#### [ФРАГМЕНТ ДОКУМЕНТА]
:::::

Новая экономическая политика, благотворное воздействие которой сказалось к 1924 г., способствовала быстрому росту населения. С учетом миграции общий прирост населения юга России за 1920-1926 гг. выше общесоюзного: он составлял 14,08 против 9,56 % [17; 18, с. 8-11].
Значительное влияние на миграционные потоки оказывала урбанизация. 1 января 1914 г. горожане составляли 18 % населения страны и 11 % на юге России. За время мировой и гражданской войн шел массовый отток горожан Центральной России в зернопроизводящие сельские местности, где легче было выжить. Напротив, городское население юга резко возросло за счет беженцев - эвакуированных рабочих, военнослужащих, интеллигенции, маргиналов. В 1920 г. уровень урбанизации страны снизился до 15,6 %, а края - возрос до 17,4 % (без учета ряда местностей Донбасса и Таганрогского округа, переданных Украине) [19; 20, с. 10-17]. Столь стремительные перемены были недолговечными и вызывались кризисом, разрывом традиционных взаимосвязей в обществе. Завершение Гражданской войны повлекло за собой спад численности горожан. Напротив, новая волна урбанизации, отмеченная в 1926 г., вызвана потребностями рыночного хозяйства и условиями свободного передвижения. Перепись зафиксировала 17,9 % городского населения в СССР и 19,8 % - на Северном Кавказе (включая жителей поселков). Наибольшая концентрация горожан наблюдалась в Донском (39,8 % населения), Черноморском (38,6 %) и Таганрогском (32,2 %) округах. Меньше всего горожан по удельному весу - в населении автономий (2 %), Сунженского (0), Сальского (1,5 %) и Донецкого (4 %) округов [21]. Сохранялась крайняя неравномерность урбанизации местностей. За 1920-е гг. лишь восстановился довоенный удельный вес горожан, территориальное распределение населения не изменилось.
Постоянным фактором были широкомасштабные миграции. Исходное состояние потоков переселенцев начала ХХ в. выявлено в статье Л.И. Бородкина и С.В. Максимова. По численности принятых переселенцев юг России находился на третьем месте в стране после Сибири и Казахстана. В основном край принимал мигрантов из Левобережной Украины, Центрального Черноземья России, Дагестана и Закавказья [22, с. 124-143]. Войны и революция повысили приток новоселов. Край обогнал Казахстан по размаху переселений. Стали преобладать политические мотивы миграции и нужды выживания. Численность новоселов превысила потребности края в рабочей силе и возможности наделения землей. За 1917-1920 гг. на юге России сменили населенный пункт обитания 122 796 крестьян, за 1921-1923 гг. - 204 401, за 1924-1926 гг. - еще 141 527 крестьян [23]. С учетом осевших в городах края переселение охватило около 700 тыс. чел., из них более 60 % прибыли из-за пределов юга России [24; 25, с. 140]. Они расселялись прежде всего в бывших казачьих областях. Лица, покинувшие место рождения и постоянно проживавшие на момент переписи 1926 г. в Северо-Кавказском крае, составили 2 291,6 тыс. чел. (27,4 % населения края). Еще 195,1 тыс. чел. (2,3 %) проживали в крае временно [26, с. 380, 16].

:::::

#### [ИСХОДНЫЕ ДАННЫЕ]
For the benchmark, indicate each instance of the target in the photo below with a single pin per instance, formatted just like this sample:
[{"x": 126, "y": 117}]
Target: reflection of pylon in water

:::::

#### [ЗАДАНИЯ]
a) Ответьте на вопросы по фрагменту документа.
(i) Каким был общий прирост населения юга России за 1920–1926 гг. с учетом миграции?
(ii) Какую долю городского населения на Северном Кавказе зафиксировала перепись 1926 г.?
(iii) Сколько крестьян сменили населенный пункт обитания на юге России за 1921–1923 гг.?
b) Перепечатайте из фрагмента документа отрывок, начиная со слов «Новая экономическая политика, благотворное» и далее до слов «18, с. 8-11].» включительно.

#### [ОТВЕТЫ НИЖЕ]
a)
(i) 14,08 % (против 9,56 % по стране).
(ii) 19,8 % (включая жителей поселков).
(iii) 204 401 крестьянин.

b)
Новая экономическая политика, благотворное воздействие которой сказалось к 1924 г., способствовала быстрому росту населения. С учетом миграции общий прирост населения юга России за 1920-1926 гг. выше общесоюзного: он составлял 14,08 против 9,56 % [17; 18, с. 8-11].